# [Selected extract]
Massa, J.
In this case, the parties have spent five years disputing an issue which boils down to a seven-dollar fee paid three days late. The trial court found this delinquency fatal to the plaintiffs’ claim. [Footnote omitted.] We reverse.
….
The Millers’ Proposed Complaint Was Timely Filed.
The defendants contend the Millers’ proposed complaint was untimely because, although the Department received the complaint itself before the end of the statutory period, it did not receive the requisite filing and processing fees until April 7, three days after the statutory period ended. Our reading of the relevant statute, however, leads us to the opposite conclusion.
According to the “Statute of Limitations” chapter of our Medical Malpractice Act, “a proposed complaint under IC 34-18-8 is considered filed when a copy of the proposed complaint is delivered or mailed by registered or certified mail to the commissioner.” Ind. Code § 34-18-7-3(b). The Millers’ proposed complaint was mailed by certified mail on March 18, 2008. According to the statute, it is considered filed on that date. The statutory period did not expire until April 4, 2008. Thus, the Millers’ proposed complaint was timely filed with the Department.
Both the overall structure of the MMA and public policy considerations support our conclusion today. First, the filing and processing fees are located in a different chapter of the statute entitled “Commencement of a Medical Malpractice Action.” See Ind. Code § 34-18-8-2 (“The following fees must accompany each proposed complaint filed: (1) A filing fee of five dollars ($5). (2) A processing fee of two dollars ($2) for each additional defendant after the first defendant.”). The language of that provision also suggests that a proposed complaint is considered filed regardless of whether the required fees are submitted with it; the fees “accompany” the filed complaint, but they are not actually part of it. Second, Indiana law has long incorporated a strong preference for deciding cases on their merits rather than disposing of them via procedural technicalities. Deckard v. Adams, 246 Ind. 123, 125, 203 N.E.2d 303, 305 (1965). Accordingly, we have stated that our appellate rules, including filing fees, “exist to facilitate the orderly presentation and disposition of appeals and prevent the confusing and awkward situation of having the trial and appellate courts simultaneously review the correctness of a judgment,” in contrast to the statute of limitations, which is intended “to spare courts from stale claims . . . [and] to insure that parties are given formal and seasonable notice that a claim is being asserted against them.” Boostrom v. Bach, 622 N.E.2d 175, 176 (Ind. 1993) (internal citation and quotations omitted). The Millers’ claim was not stale; the actual filing of the lawsuit in the Dearborn Superior Court on March 31, 2008, was within the statute of limitations. And as we have said before, “there are numerous methods by which to enforce effectively the payment of filing fees other than by couching such enforcement in jurisdictional terms.” Id. (citing Brady v. E. Ind. Prod. Credit Ass’n, 396 N.E.2d 335, 335 (Ind. 1978)). Therefore, the trial court’s decision to dismiss the Millers’ claims as untimely is inconsistent with the structure of the Act and with our public policy.

# [Data section]
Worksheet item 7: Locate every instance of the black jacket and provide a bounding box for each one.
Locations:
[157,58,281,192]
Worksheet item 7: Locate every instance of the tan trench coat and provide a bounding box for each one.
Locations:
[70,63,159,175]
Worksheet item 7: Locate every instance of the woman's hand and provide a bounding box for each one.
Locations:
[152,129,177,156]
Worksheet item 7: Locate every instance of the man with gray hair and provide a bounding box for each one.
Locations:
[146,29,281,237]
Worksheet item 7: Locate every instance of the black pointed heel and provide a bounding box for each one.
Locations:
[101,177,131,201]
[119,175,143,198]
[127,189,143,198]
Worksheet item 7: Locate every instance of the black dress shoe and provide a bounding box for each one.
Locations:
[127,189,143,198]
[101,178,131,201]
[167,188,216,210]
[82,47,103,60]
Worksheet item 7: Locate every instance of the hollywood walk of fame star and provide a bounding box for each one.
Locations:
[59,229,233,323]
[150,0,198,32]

# [Parts of the exercise]
**A.** Please reproduce the court opinion word for word from "The Millers’ Proposed Complaint Was Timely Filed." to "the opposite conclusion.".
**B.** Decide whether each statement agrees with the court opinion, answering yes or no and quoting the deciding words: (i) The Millers mailed their proposed complaint by certified mail on March 18, 2008. (ii) The statute sets the filing fee for a proposed complaint at ten dollars. (iii) The trial court ruled in the plaintiffs' favor.
The entries have no connection to the court opinion.

# [Responses to the exercise]
**A.**
The Millers’ Proposed Complaint Was Timely Filed.
The defendants contend the Millers’ proposed complaint was untimely because, although the Department received the complaint itself before the end of the statutory period, it did not receive the requisite filing and processing fees until April 7, three days after the statutory period ended. Our reading of the relevant statute, however, leads us to the opposite conclusion.

**B.**
(i) Yes: "The Millers’ proposed complaint was mailed by certified mail on March 18, 2008."
(ii) No: "(1) A filing fee of five dollars ($5)."
(iii) No: "The trial court found this delinquency fatal to the plaintiffs’ claim."